(Object point labels)
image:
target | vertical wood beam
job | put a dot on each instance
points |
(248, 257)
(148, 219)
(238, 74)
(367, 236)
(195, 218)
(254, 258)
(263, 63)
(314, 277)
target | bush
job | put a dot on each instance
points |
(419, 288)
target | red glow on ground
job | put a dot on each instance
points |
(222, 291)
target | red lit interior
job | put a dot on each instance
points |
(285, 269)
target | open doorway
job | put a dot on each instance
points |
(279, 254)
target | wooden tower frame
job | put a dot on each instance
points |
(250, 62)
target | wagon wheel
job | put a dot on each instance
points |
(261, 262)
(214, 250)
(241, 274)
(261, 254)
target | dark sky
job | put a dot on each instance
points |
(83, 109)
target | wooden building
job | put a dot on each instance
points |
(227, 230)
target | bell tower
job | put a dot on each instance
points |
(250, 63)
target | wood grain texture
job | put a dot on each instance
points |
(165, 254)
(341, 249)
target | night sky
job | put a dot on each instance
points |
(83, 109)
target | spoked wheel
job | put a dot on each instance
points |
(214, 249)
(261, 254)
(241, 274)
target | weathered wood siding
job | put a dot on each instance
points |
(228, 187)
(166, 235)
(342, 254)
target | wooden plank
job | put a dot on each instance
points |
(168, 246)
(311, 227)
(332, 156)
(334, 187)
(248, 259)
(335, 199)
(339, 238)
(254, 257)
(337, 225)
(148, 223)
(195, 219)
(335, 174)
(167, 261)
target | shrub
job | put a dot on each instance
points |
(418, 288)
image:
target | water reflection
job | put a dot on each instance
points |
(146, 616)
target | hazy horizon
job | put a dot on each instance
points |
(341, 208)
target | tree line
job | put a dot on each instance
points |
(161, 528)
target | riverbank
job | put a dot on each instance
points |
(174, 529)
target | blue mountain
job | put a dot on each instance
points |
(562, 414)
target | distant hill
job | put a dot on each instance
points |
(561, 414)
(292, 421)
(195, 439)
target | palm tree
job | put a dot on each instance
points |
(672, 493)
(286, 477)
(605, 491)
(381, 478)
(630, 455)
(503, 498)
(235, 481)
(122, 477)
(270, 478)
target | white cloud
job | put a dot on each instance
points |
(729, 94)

> [INSTRUCTIONS FOR THE TASK]: Reproduce the part of the records that starts with the line containing "target | wooden plank" and runs through the end of the records.

> [RESPONSE TO THIS EXERCISE]:
target | wooden plank
job | put a dot on each instance
points |
(168, 246)
(311, 227)
(332, 156)
(334, 187)
(248, 259)
(335, 199)
(339, 238)
(254, 257)
(337, 225)
(148, 223)
(195, 219)
(335, 174)
(167, 261)
target | shrub
job | put a dot on each instance
points |
(418, 288)
image:
target | water reflection
job | put a dot on each instance
points |
(146, 616)
target | hazy horizon
job | put a dot on each instance
points |
(341, 208)
target | tree line
job | put a dot on each instance
points |
(161, 528)
target | riverbank
job | put a dot on each instance
points |
(174, 529)
target | blue mountain
job | put a dot on each instance
points |
(562, 414)
target | distant hill
job | put a dot on each instance
points |
(561, 414)
(292, 421)
(195, 439)
target | palm tree
job | put a dot on each instance
points |
(672, 493)
(286, 477)
(605, 491)
(381, 478)
(630, 455)
(503, 498)
(235, 481)
(122, 477)
(270, 478)
target | white cloud
job | put a dot on each instance
points |
(729, 94)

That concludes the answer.